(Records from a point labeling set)
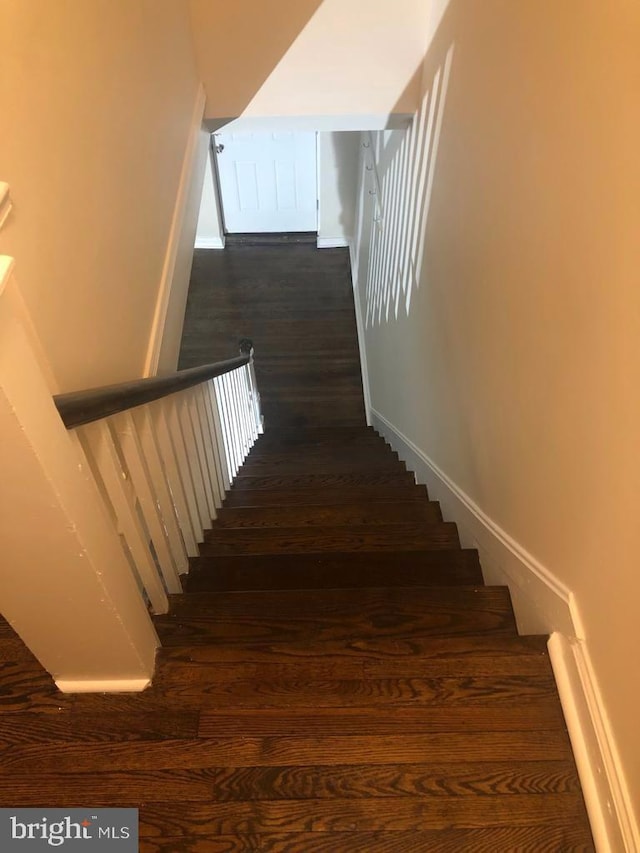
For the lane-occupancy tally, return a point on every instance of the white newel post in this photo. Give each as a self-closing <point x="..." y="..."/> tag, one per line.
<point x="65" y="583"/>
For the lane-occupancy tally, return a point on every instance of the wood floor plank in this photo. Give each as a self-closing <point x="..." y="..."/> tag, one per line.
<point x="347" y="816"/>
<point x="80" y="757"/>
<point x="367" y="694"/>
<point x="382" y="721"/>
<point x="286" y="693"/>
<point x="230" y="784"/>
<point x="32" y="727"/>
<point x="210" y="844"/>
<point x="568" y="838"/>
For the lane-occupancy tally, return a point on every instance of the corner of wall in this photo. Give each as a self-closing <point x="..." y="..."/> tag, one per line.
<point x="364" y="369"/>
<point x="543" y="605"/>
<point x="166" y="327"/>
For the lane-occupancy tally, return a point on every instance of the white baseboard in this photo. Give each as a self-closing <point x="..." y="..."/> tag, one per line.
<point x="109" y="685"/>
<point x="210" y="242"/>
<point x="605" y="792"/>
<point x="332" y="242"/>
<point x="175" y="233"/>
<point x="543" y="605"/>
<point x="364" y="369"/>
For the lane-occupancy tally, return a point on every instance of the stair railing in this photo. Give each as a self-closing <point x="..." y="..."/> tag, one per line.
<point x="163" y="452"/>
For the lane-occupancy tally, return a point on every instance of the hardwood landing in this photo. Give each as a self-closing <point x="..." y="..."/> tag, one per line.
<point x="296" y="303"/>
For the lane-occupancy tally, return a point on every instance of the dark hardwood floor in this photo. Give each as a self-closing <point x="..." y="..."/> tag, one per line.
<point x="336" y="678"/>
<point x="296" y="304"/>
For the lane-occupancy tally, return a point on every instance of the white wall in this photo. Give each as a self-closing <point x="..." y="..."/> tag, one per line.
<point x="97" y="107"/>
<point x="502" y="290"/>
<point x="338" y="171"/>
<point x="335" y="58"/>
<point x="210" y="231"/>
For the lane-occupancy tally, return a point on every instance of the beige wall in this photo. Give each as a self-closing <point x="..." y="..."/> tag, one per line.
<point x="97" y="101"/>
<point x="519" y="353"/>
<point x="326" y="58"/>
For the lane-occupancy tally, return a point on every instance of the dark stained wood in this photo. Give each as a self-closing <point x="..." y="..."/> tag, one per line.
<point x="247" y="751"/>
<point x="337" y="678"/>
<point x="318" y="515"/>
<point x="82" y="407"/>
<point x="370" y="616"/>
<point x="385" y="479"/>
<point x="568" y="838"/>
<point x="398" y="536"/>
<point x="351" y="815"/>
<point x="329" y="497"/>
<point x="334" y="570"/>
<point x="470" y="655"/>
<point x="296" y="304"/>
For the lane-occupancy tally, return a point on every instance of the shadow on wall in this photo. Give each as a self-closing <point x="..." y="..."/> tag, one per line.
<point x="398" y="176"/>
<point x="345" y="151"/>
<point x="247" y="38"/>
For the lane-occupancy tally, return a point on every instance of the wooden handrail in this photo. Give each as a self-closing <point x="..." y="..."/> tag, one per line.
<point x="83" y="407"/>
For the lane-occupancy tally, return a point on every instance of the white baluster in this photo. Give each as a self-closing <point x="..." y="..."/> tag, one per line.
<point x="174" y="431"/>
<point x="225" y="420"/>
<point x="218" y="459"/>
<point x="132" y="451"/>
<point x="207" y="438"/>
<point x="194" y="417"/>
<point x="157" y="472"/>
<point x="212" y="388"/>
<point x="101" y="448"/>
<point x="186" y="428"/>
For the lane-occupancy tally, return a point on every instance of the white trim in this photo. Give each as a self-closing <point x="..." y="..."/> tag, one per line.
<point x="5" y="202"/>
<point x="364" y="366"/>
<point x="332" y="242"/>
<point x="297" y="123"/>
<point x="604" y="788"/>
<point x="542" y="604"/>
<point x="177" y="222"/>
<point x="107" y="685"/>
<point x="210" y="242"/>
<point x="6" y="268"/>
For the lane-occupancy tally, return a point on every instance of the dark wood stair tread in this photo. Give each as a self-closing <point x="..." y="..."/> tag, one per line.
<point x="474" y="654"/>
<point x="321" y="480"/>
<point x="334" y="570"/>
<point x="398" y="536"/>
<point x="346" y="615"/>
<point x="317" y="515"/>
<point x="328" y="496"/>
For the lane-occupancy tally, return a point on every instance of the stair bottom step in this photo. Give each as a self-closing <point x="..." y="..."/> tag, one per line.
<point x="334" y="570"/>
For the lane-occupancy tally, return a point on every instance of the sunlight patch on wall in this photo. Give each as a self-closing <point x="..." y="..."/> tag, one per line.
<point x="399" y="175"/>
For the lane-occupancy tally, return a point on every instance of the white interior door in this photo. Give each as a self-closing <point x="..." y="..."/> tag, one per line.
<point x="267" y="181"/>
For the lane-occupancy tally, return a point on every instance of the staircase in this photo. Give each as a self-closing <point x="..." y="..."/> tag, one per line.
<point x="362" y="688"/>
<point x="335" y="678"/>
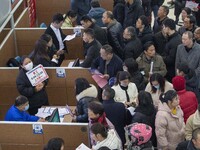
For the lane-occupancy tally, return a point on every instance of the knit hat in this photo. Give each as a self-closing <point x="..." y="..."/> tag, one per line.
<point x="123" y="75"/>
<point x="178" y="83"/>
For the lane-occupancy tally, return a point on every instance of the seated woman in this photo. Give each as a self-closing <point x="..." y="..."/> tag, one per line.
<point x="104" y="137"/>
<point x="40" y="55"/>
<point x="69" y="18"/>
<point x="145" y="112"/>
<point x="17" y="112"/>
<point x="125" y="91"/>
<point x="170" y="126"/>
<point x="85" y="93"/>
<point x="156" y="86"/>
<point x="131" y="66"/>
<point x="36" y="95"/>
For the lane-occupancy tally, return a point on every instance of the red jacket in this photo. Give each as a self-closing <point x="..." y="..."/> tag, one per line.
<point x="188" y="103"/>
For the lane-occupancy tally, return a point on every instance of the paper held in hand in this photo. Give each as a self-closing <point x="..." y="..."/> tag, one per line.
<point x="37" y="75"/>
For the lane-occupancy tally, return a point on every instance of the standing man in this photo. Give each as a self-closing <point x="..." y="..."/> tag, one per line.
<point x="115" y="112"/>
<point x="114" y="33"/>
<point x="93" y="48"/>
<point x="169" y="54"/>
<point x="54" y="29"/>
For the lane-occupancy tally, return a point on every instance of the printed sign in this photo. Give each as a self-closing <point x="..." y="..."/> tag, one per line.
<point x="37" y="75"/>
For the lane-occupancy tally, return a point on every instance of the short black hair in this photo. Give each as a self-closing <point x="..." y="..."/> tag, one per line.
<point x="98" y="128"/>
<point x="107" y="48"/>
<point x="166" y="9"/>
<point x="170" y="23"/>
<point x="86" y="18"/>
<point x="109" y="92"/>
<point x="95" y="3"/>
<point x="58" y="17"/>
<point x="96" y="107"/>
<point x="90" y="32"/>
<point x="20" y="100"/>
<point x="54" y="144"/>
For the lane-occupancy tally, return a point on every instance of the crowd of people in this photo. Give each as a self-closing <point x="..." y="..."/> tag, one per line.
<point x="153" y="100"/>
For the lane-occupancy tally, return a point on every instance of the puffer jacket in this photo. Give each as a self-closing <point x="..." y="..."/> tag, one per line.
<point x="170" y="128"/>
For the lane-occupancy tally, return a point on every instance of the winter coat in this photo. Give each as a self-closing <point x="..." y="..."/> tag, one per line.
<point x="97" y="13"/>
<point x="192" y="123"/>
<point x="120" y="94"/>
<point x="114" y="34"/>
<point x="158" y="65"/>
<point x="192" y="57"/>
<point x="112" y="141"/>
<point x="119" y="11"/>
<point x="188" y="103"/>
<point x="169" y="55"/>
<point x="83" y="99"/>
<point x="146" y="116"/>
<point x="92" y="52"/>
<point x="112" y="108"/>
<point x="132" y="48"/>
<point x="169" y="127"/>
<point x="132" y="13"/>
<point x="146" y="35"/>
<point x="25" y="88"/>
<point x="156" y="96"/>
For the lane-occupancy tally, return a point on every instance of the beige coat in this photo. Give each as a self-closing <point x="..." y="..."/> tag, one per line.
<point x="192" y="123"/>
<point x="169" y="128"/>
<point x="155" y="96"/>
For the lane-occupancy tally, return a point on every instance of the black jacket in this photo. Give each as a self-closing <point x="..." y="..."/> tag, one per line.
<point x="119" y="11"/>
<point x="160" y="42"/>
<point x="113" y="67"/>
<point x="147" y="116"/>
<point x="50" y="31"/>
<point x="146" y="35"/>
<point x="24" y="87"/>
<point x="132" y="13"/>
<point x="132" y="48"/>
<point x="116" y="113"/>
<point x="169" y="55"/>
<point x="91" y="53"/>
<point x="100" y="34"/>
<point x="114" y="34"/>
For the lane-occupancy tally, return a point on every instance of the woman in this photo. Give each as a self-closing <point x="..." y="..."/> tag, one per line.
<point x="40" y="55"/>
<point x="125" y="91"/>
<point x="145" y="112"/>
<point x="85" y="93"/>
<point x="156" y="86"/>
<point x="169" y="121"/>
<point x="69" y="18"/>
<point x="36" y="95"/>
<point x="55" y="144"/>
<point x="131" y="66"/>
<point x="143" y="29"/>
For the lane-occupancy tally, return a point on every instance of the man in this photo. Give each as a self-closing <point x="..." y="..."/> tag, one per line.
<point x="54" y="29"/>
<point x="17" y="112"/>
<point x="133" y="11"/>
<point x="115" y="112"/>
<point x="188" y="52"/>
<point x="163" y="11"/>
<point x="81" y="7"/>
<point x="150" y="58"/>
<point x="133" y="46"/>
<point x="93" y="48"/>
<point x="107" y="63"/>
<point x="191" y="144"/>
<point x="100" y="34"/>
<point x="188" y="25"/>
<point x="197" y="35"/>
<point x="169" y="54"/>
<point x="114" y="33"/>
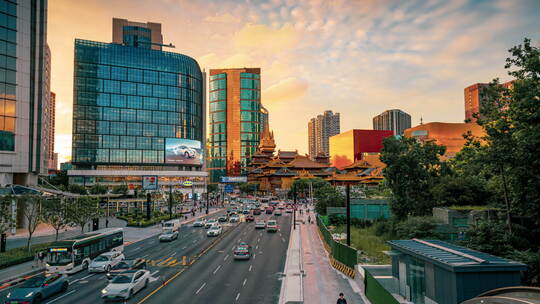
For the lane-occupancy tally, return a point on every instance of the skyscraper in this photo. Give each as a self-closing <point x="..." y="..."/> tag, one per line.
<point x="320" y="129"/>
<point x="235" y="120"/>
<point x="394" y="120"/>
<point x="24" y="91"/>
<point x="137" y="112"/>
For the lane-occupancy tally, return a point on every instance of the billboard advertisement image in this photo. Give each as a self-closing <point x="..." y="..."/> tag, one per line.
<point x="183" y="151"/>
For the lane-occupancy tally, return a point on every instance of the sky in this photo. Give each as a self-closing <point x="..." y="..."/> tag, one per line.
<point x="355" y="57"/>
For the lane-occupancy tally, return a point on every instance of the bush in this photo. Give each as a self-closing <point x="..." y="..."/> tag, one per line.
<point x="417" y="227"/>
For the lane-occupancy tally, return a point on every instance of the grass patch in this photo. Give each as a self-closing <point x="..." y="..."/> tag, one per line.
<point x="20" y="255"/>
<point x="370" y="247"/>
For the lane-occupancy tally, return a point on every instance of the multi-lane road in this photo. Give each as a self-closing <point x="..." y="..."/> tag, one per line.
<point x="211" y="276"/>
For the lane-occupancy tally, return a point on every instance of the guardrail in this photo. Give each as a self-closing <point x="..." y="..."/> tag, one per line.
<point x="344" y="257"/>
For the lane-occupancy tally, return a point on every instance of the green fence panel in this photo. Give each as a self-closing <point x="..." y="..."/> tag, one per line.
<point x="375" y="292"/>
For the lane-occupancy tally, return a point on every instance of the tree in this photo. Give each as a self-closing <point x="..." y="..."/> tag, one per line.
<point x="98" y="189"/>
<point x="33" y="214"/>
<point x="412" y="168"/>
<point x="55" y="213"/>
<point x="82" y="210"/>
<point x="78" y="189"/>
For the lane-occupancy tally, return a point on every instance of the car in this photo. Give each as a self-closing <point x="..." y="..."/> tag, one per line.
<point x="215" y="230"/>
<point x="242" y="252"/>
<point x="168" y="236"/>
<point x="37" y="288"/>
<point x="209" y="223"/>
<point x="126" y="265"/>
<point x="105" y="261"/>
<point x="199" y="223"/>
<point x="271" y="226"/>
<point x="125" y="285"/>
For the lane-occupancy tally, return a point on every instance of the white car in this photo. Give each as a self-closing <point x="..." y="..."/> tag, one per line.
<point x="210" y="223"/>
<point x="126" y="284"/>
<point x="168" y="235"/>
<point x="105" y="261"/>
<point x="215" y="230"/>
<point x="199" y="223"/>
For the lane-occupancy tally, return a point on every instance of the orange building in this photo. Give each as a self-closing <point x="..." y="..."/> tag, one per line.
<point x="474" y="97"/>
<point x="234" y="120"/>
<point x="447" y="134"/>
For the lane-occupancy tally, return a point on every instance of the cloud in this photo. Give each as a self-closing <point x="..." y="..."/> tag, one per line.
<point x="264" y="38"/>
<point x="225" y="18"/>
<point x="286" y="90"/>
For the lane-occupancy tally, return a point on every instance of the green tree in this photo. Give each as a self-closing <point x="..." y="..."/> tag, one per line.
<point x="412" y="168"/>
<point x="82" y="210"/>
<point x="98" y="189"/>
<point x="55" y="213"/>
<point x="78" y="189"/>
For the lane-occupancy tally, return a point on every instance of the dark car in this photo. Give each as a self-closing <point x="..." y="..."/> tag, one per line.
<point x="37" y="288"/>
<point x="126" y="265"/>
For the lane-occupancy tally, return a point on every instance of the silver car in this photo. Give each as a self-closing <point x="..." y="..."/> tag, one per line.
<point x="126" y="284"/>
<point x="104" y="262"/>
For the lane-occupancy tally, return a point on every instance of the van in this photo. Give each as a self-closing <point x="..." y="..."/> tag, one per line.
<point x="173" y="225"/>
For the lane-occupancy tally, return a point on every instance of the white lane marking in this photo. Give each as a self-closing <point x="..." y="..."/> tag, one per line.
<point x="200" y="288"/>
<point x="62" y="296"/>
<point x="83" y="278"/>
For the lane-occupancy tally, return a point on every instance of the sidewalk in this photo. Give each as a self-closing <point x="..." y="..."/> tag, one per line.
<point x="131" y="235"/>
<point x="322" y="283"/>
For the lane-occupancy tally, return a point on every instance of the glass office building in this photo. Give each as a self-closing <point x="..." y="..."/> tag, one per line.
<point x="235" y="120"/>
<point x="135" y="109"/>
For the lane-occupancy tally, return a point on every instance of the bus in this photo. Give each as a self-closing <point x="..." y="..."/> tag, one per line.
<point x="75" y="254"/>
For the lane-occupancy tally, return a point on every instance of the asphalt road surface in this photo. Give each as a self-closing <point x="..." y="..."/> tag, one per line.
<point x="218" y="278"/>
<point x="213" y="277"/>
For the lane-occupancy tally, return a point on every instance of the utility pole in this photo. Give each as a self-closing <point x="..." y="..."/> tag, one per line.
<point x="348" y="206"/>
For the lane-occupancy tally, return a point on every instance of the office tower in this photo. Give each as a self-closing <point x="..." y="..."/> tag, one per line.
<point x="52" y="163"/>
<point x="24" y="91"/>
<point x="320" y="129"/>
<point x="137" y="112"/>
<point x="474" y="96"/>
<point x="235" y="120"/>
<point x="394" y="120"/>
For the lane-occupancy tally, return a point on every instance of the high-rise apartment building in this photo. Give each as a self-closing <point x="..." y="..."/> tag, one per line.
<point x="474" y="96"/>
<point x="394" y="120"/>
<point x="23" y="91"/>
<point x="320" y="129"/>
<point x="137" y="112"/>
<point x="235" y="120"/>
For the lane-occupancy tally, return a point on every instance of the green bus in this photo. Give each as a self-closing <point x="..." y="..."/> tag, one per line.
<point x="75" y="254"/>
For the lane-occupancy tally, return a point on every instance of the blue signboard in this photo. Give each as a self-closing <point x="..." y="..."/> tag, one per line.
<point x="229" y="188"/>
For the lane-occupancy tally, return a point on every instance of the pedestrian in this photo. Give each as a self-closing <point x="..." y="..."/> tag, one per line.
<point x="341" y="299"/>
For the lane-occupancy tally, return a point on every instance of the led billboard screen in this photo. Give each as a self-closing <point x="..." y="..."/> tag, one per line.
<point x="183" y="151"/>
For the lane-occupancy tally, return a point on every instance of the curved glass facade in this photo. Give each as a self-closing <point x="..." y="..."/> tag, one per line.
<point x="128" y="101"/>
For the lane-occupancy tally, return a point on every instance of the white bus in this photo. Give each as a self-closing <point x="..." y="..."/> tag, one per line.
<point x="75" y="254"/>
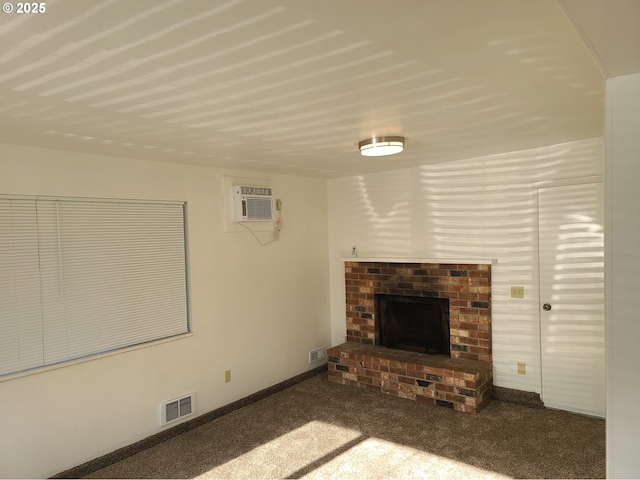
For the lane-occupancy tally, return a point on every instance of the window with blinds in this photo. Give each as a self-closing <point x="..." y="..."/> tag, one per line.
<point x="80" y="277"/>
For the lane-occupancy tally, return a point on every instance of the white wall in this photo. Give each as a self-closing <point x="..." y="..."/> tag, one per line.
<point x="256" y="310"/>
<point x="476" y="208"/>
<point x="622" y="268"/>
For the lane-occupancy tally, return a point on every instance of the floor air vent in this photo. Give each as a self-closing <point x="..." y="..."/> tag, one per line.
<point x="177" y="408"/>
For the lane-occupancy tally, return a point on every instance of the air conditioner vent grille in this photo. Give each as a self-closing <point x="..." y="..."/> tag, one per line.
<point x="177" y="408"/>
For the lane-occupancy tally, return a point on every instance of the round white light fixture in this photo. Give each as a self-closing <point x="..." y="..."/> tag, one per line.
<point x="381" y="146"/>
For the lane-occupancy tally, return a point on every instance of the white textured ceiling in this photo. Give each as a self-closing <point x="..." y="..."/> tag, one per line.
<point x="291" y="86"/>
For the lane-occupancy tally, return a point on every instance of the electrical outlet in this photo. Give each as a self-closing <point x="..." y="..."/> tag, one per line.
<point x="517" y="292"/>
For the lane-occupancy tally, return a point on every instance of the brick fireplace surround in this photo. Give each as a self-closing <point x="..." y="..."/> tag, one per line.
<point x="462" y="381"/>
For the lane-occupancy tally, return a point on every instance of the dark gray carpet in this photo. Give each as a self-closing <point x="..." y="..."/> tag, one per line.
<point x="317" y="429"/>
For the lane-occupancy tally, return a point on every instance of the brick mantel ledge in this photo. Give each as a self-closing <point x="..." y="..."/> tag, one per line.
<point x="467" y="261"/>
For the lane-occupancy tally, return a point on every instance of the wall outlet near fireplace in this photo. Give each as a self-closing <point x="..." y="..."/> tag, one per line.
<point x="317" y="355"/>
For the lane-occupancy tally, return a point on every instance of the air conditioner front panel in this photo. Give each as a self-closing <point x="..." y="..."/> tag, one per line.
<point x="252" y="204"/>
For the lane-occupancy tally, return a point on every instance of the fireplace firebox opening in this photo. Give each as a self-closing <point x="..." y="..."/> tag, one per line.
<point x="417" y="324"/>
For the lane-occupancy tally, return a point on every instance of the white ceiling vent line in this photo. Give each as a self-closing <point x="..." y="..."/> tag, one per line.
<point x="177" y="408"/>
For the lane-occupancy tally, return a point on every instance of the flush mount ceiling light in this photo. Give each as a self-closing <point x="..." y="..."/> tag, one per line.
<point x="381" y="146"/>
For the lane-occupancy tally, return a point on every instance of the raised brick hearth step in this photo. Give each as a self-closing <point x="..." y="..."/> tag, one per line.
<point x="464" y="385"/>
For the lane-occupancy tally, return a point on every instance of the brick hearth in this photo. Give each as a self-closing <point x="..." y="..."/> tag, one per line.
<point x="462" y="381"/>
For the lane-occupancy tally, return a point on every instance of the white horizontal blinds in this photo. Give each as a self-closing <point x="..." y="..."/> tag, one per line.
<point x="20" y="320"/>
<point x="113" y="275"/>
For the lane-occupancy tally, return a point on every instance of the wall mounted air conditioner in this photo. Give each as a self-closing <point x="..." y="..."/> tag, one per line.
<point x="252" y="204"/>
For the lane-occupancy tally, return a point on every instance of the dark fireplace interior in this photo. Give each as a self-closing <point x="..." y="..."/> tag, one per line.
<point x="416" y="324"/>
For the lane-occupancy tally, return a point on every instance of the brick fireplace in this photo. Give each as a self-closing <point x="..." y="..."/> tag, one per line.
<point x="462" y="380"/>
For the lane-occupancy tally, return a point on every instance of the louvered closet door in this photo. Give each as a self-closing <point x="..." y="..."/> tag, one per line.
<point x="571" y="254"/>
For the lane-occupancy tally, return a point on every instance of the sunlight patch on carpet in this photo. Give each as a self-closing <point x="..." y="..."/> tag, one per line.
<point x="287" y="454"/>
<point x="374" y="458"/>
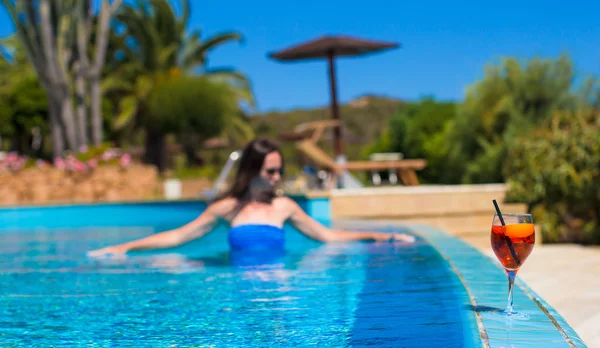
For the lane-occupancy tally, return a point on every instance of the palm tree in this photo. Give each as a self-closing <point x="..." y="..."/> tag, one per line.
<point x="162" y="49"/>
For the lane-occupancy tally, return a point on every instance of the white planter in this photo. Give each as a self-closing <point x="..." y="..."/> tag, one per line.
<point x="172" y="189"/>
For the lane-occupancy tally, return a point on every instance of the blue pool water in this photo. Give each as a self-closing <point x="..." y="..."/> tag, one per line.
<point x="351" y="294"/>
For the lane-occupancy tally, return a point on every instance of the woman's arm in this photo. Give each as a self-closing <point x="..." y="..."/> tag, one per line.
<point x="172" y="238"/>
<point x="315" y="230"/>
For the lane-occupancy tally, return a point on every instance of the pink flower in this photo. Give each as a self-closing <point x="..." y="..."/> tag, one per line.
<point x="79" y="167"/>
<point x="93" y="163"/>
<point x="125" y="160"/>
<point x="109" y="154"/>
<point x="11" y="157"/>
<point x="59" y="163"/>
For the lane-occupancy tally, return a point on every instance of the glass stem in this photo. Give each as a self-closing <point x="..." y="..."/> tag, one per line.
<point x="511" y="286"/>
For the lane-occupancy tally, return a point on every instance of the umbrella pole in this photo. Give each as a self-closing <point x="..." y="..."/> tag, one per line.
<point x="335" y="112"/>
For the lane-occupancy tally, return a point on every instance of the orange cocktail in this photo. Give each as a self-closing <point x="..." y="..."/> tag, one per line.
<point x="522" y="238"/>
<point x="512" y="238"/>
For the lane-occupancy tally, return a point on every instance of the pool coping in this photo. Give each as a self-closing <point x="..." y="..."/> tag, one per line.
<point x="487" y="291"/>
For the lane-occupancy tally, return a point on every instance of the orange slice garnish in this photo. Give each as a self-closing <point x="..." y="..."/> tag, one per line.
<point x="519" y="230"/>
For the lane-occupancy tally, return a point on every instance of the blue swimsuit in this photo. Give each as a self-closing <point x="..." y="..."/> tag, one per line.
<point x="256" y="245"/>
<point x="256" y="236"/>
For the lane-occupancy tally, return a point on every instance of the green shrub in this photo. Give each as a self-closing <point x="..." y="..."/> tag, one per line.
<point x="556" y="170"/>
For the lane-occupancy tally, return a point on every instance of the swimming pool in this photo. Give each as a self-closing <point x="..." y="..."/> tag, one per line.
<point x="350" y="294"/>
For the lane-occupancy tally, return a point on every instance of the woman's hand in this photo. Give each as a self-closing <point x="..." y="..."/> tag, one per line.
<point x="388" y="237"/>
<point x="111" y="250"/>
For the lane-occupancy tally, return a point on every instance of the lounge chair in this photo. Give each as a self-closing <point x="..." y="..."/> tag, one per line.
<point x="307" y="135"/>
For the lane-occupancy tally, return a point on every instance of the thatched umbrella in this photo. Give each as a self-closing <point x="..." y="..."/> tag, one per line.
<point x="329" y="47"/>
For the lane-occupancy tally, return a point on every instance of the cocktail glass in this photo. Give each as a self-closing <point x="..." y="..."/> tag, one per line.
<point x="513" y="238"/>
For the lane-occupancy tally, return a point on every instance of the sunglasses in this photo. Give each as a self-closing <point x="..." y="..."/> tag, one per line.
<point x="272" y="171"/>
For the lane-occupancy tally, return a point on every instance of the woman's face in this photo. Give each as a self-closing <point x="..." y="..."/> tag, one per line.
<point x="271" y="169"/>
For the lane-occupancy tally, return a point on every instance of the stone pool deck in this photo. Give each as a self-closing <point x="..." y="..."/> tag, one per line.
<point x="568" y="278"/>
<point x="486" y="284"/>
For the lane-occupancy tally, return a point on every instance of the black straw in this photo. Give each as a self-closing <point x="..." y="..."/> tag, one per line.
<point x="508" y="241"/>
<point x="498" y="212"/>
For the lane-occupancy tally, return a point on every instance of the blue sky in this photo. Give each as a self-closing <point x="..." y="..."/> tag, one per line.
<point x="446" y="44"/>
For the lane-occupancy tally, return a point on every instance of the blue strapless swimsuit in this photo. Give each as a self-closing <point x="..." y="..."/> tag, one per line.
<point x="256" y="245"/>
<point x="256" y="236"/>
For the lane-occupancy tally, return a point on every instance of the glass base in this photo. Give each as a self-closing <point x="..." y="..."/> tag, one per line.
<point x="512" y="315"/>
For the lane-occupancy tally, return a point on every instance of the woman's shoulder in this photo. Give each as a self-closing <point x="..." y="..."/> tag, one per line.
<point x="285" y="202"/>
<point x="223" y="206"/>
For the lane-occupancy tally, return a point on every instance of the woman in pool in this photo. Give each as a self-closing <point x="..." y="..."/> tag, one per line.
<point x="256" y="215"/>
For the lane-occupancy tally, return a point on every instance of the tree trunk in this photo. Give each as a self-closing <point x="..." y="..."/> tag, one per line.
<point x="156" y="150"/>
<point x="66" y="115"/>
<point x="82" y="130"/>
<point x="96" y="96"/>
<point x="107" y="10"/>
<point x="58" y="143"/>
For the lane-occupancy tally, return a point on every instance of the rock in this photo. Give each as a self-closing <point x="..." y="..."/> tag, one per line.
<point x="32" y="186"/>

_Set exercise:_
Extract, exactly as they appear, the lines from the one containing "woman in pool" through the final line.

_Exercise answer:_
For the lane-occupancy tally, return a point on every instance of the woman in pool in this photo. Give each as a self-closing <point x="..." y="..."/> tag, one per line.
<point x="256" y="215"/>
For the lane-occupancy tally, return a point on every instance of the tree trunk in this photo. Give each as a self-closing <point x="..." y="..."/> tag, one per line.
<point x="156" y="150"/>
<point x="66" y="115"/>
<point x="82" y="130"/>
<point x="96" y="96"/>
<point x="107" y="10"/>
<point x="58" y="143"/>
For the lane-occupancy tally, return a point on every instance of the rock in this photo. Give each as a self-closing <point x="..." y="..."/> tag, one per line.
<point x="32" y="186"/>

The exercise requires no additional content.